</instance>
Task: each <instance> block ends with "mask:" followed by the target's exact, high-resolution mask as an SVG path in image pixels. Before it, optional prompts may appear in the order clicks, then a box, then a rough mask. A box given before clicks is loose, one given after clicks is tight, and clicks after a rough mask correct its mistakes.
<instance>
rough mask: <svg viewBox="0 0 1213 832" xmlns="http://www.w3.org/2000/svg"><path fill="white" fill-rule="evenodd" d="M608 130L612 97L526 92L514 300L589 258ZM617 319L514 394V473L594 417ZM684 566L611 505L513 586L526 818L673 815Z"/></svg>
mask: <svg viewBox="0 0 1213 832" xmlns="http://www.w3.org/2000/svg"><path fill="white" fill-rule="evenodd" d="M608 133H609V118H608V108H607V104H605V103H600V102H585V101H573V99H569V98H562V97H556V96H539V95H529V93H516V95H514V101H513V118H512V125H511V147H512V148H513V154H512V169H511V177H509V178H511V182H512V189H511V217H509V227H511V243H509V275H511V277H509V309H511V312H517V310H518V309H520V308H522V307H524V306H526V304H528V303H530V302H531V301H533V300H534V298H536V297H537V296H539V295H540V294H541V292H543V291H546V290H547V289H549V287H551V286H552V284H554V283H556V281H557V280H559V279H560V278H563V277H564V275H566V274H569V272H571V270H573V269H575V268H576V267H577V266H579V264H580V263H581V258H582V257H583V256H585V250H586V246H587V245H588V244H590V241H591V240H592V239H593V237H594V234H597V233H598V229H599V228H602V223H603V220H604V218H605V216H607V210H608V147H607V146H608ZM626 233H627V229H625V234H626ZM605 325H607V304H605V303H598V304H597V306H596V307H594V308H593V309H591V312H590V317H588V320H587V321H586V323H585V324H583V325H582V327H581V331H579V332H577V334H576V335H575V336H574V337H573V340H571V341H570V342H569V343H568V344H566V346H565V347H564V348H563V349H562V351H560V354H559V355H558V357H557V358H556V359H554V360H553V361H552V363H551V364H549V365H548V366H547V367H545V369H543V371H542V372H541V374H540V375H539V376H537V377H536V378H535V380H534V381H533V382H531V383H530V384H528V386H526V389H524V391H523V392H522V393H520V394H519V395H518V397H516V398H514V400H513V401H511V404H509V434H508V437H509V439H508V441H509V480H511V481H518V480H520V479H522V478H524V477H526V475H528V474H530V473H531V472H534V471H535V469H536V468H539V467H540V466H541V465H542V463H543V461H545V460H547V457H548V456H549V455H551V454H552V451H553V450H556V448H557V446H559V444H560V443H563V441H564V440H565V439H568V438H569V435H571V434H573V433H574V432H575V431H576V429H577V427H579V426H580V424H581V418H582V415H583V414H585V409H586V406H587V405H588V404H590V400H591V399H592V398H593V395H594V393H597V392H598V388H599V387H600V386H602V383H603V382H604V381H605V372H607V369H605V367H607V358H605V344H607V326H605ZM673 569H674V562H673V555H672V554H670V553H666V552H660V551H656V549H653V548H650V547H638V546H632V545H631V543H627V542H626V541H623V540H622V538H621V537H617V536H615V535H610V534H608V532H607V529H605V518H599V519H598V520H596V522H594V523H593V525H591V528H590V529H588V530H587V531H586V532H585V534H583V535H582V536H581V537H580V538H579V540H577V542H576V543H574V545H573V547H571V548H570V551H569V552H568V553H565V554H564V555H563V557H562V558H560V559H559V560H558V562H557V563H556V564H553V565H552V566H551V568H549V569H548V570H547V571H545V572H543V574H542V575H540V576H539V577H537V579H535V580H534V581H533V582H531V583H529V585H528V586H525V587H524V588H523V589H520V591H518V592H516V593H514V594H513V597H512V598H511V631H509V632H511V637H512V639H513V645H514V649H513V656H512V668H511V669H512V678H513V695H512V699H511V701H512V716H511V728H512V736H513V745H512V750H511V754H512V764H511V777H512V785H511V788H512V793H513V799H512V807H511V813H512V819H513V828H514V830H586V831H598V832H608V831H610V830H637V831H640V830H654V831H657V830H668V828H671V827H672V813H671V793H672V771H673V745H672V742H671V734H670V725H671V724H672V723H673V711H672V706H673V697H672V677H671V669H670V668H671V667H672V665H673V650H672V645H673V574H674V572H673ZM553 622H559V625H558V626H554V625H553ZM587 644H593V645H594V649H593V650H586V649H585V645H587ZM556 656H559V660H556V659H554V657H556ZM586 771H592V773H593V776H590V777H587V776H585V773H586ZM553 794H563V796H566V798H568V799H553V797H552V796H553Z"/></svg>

* * *

- What you need to do
Copy the items word for word, from the first line through the line containing "rough mask: <svg".

- Written solution
</instance>
Task: each <instance> block ends with "mask:" followed by the target's exact, high-resolution mask as an SVG path in image pixels. Before it, optional prompts may appear in the order clicks, then a box, then a rough mask. A box given before clicks is loose, one given after clicks is tight, and clicks after a rough mask correct its mistakes.
<instance>
rough mask: <svg viewBox="0 0 1213 832" xmlns="http://www.w3.org/2000/svg"><path fill="white" fill-rule="evenodd" d="M608 130L612 97L526 92L514 300L589 258ZM617 319L514 394V473L594 417ZM684 566L611 505L513 586L526 818L673 815Z"/></svg>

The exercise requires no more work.